[Begin]
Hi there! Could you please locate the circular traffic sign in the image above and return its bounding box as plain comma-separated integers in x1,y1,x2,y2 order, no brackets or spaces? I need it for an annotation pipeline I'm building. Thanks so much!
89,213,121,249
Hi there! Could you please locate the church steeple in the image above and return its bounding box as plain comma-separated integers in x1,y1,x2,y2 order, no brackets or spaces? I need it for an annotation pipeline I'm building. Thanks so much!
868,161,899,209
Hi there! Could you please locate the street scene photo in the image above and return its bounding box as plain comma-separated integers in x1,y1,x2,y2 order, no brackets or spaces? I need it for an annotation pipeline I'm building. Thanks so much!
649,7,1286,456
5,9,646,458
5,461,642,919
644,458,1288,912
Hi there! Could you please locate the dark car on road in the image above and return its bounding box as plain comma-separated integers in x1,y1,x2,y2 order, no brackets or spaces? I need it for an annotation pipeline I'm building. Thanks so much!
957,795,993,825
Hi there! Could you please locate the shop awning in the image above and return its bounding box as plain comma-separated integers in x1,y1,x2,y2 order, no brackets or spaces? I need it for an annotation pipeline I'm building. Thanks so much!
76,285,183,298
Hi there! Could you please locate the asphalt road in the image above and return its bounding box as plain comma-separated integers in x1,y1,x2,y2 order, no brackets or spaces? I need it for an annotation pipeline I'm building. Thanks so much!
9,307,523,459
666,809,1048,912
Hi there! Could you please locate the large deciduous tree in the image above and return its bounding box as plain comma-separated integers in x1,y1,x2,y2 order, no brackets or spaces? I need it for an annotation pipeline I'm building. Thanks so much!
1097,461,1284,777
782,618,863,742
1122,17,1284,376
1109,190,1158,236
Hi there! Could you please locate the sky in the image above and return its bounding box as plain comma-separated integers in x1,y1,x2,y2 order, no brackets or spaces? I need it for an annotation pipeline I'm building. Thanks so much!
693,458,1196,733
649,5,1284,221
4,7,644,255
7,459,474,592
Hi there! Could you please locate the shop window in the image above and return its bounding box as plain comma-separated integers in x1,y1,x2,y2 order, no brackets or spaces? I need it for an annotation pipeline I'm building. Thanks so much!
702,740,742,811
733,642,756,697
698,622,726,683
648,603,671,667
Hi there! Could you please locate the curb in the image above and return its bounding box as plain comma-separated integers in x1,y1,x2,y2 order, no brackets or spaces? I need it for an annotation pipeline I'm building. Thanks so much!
[End]
Written request.
Reproduce verbatim the rows from the one containing "Hi there! Could you please locate the shop awning" through the one containing "76,285,183,298", both inclusive.

Exercise solution.
Hi there! Could you please locate the shop awning in the image above and return its bounding box as plain comma-separated integers in x1,y1,x2,y2 order, no brackets or spaces? I need it for an annotation pipeline I'm building. Thanks so much!
76,285,183,298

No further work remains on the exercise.